**GOAL**: Would you write out the entries below, every one of them, exactly?

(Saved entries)

☆ ☆ ☆

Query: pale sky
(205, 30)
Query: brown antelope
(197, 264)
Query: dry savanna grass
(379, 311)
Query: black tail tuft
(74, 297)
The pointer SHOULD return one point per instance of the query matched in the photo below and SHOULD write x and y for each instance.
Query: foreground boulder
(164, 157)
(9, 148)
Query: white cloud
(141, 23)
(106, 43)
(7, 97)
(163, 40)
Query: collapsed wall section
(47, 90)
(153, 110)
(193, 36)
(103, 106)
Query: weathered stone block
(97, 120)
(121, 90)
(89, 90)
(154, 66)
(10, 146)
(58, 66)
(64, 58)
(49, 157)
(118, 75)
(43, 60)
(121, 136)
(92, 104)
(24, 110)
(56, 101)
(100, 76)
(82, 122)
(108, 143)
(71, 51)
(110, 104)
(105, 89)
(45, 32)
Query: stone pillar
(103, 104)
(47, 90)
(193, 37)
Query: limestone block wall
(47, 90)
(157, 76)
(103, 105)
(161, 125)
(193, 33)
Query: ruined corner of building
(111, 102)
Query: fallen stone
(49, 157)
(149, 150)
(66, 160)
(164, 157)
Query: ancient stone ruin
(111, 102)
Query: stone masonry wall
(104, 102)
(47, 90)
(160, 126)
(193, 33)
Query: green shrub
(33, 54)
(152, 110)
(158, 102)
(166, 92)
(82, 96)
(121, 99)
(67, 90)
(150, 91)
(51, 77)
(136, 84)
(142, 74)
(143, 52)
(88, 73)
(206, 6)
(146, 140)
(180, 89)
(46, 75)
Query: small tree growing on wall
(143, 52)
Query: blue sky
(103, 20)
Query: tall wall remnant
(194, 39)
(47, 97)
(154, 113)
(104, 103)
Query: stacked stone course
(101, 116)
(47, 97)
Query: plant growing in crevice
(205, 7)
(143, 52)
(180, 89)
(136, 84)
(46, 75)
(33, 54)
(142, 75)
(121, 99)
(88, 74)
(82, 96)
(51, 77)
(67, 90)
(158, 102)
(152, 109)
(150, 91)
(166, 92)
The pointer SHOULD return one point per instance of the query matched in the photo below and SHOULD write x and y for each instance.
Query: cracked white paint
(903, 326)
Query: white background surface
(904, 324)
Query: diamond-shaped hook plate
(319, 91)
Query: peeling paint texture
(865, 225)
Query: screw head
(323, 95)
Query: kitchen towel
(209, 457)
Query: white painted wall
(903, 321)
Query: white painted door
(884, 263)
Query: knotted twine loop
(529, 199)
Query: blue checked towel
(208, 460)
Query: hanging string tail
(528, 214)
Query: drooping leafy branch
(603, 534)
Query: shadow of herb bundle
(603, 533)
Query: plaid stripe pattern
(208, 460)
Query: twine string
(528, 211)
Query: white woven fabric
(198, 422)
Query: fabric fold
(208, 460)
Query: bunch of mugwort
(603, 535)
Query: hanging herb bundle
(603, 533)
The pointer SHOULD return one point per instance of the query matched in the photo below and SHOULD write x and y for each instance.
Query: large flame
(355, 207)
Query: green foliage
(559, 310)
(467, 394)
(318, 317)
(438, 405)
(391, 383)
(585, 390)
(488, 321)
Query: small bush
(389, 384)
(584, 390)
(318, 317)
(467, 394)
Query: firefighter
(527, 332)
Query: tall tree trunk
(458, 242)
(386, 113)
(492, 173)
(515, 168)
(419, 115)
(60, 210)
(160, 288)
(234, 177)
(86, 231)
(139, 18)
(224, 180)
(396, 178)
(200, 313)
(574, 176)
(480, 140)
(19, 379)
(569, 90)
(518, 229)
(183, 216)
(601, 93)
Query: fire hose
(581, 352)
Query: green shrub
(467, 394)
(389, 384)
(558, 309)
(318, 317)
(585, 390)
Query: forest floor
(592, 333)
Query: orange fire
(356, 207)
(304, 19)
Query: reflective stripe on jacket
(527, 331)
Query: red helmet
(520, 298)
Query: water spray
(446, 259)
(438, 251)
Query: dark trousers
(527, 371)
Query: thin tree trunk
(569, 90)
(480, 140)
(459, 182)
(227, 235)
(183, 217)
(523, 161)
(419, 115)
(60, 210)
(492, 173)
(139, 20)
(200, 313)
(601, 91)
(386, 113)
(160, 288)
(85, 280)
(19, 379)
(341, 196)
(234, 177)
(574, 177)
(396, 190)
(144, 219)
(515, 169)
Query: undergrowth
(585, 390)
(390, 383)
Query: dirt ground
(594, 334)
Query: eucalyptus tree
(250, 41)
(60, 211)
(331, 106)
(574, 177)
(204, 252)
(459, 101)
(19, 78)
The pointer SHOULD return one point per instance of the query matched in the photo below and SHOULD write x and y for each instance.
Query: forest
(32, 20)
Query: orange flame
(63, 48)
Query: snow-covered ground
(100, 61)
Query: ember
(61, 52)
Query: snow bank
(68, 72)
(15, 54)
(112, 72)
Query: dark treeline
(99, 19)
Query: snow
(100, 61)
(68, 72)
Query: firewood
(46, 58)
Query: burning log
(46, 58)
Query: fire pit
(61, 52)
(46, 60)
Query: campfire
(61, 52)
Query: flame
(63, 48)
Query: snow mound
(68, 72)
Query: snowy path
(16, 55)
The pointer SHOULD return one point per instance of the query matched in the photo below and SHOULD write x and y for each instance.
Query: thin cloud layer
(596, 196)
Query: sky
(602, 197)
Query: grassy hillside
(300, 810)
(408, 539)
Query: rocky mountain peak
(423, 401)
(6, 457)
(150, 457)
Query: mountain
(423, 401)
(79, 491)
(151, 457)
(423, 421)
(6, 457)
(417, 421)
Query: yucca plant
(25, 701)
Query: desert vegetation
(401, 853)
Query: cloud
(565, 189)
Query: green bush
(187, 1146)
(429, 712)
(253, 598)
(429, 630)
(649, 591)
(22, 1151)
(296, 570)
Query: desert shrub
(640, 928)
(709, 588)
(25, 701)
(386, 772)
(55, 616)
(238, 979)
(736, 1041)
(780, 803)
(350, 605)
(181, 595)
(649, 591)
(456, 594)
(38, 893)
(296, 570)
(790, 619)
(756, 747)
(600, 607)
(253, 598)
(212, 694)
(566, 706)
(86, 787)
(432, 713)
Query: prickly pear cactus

☆ ☆ ☆

**ANSWER TO THE TASK**:
Query: pale sky
(205, 30)
Query: brown antelope
(197, 264)
Query: dry savanna grass
(379, 311)
Query: black tail tuft
(74, 297)
The pointer SHOULD return one point per instance of the query matched in the photo below and SHOULD write x and y for each instance.
Query: foreground boulder
(164, 157)
(9, 148)
Query: white cloud
(141, 23)
(106, 43)
(7, 97)
(163, 40)
Query: collapsed wall section
(47, 90)
(153, 110)
(193, 36)
(103, 106)
Query: weathered stone block
(97, 120)
(121, 90)
(89, 90)
(154, 66)
(10, 146)
(58, 66)
(64, 58)
(49, 157)
(118, 75)
(43, 60)
(121, 136)
(92, 104)
(24, 110)
(56, 101)
(100, 76)
(82, 122)
(108, 143)
(71, 51)
(110, 104)
(105, 89)
(45, 32)
Query: stone pillar
(103, 104)
(47, 90)
(193, 37)
Query: limestone block wall
(47, 90)
(157, 76)
(103, 105)
(161, 125)
(193, 33)
Query: ruined corner of building
(111, 102)
Query: fallen stone
(49, 157)
(149, 150)
(66, 160)
(164, 157)
Query: ancient stone ruin
(111, 102)
Query: stone masonry wall
(104, 102)
(47, 90)
(160, 126)
(193, 33)
Query: green shrub
(33, 54)
(152, 110)
(158, 102)
(166, 92)
(82, 96)
(121, 99)
(67, 90)
(150, 91)
(51, 77)
(136, 84)
(142, 74)
(143, 52)
(88, 73)
(206, 6)
(146, 140)
(180, 89)
(46, 75)
Query: small tree growing on wall
(143, 52)
Query: blue sky
(103, 20)
Query: tall wall remnant
(194, 39)
(47, 97)
(154, 113)
(104, 103)
Query: stacked stone course
(101, 116)
(47, 97)
Query: plant growing in crevice
(205, 7)
(143, 52)
(180, 89)
(136, 84)
(46, 75)
(33, 54)
(142, 75)
(121, 99)
(88, 74)
(82, 96)
(51, 77)
(67, 90)
(158, 102)
(152, 109)
(150, 91)
(166, 92)
The pointer SHOULD return one point per instance of the query matched in the photo below and SHOULD write x and y for each instance.
Query: cracked white paint
(903, 326)
Query: white background surface
(904, 324)
Query: diamond-shaped hook plate
(319, 91)
Query: peeling paint texture
(865, 225)
Query: screw head
(323, 95)
Query: kitchen towel
(209, 457)
Query: white painted wall
(903, 321)
Query: white painted door
(884, 263)
Query: knotted twine loop
(529, 199)
Query: blue checked towel
(208, 460)
Query: hanging string tail
(528, 214)
Query: drooping leafy branch
(603, 534)
Query: shadow of herb bundle
(603, 533)
Query: plaid stripe pattern
(208, 460)
Query: twine string
(528, 211)
Query: white woven fabric
(198, 422)
Query: fabric fold
(208, 460)
Query: bunch of mugwort
(603, 535)
Query: hanging herb bundle
(603, 533)
The pointer SHOULD return one point per instance of the query matched in the photo below and SHOULD write x and y for each instance.
Query: large flame
(355, 207)
Query: green foliage
(559, 310)
(467, 394)
(318, 317)
(438, 405)
(391, 383)
(585, 390)
(488, 321)
Query: small bush
(389, 384)
(584, 390)
(318, 317)
(467, 394)
Query: firefighter
(527, 332)
Query: tall tree trunk
(458, 242)
(386, 113)
(492, 173)
(515, 168)
(419, 115)
(60, 210)
(160, 288)
(234, 177)
(86, 231)
(139, 18)
(224, 180)
(396, 178)
(200, 313)
(574, 176)
(480, 140)
(19, 379)
(569, 90)
(518, 229)
(183, 216)
(601, 93)
Query: fire hose
(581, 352)
Query: green shrub
(467, 394)
(389, 384)
(558, 309)
(318, 317)
(585, 390)
Query: forest floor
(592, 333)
Query: orange fire
(356, 207)
(304, 19)
Query: reflective stripe on jacket
(527, 331)
Query: red helmet
(520, 298)
Query: water spray
(446, 259)
(438, 251)
Query: dark trousers
(527, 371)
Query: thin tree trunk
(569, 90)
(480, 140)
(459, 182)
(227, 235)
(183, 217)
(523, 161)
(419, 115)
(60, 210)
(492, 173)
(139, 20)
(200, 313)
(601, 91)
(386, 113)
(160, 288)
(85, 280)
(19, 379)
(341, 196)
(234, 177)
(574, 177)
(396, 190)
(144, 219)
(515, 169)
Query: undergrowth
(585, 390)
(390, 383)
Query: dirt ground
(594, 334)
Query: eucalyptus tree
(250, 41)
(60, 211)
(331, 106)
(574, 177)
(204, 252)
(459, 101)
(19, 78)
The pointer SHOULD return one point per instance of the query matched in the photo below and SHOULD write x and y for each instance.
Query: forest
(32, 20)
Query: orange flame
(63, 48)
Query: snow-covered ground
(100, 61)
Query: ember
(61, 52)
Query: snow bank
(68, 72)
(15, 54)
(112, 72)
Query: dark treeline
(99, 19)
Query: snow
(100, 61)
(68, 72)
Query: firewood
(46, 58)
Query: burning log
(46, 58)
Query: fire pit
(61, 52)
(46, 60)
Query: campfire
(61, 52)
Query: flame
(63, 48)
Query: snow mound
(68, 72)
Query: snowy path
(16, 55)
The pointer SHOULD return one point per instance of the query matched in the photo below and SHOULD write x and y for each instance.
Query: thin cloud layer
(596, 196)
Query: sky
(602, 197)
Query: grassy hillside
(300, 810)
(408, 539)
Query: rocky mountain peak
(423, 401)
(6, 457)
(150, 457)
Query: mountain
(423, 401)
(79, 491)
(151, 457)
(423, 421)
(6, 457)
(417, 421)
Query: yucca plant
(25, 701)
Query: desert vegetation
(401, 853)
Query: cloud
(565, 189)
Query: green bush
(187, 1146)
(429, 712)
(253, 598)
(429, 630)
(649, 591)
(22, 1151)
(296, 570)
Query: desert shrub
(640, 928)
(709, 588)
(25, 701)
(386, 772)
(55, 616)
(238, 979)
(736, 1041)
(780, 803)
(350, 605)
(181, 595)
(649, 591)
(456, 594)
(38, 893)
(296, 570)
(790, 619)
(756, 747)
(600, 607)
(253, 598)
(212, 694)
(566, 706)
(86, 787)
(432, 713)
Query: prickly pear cactus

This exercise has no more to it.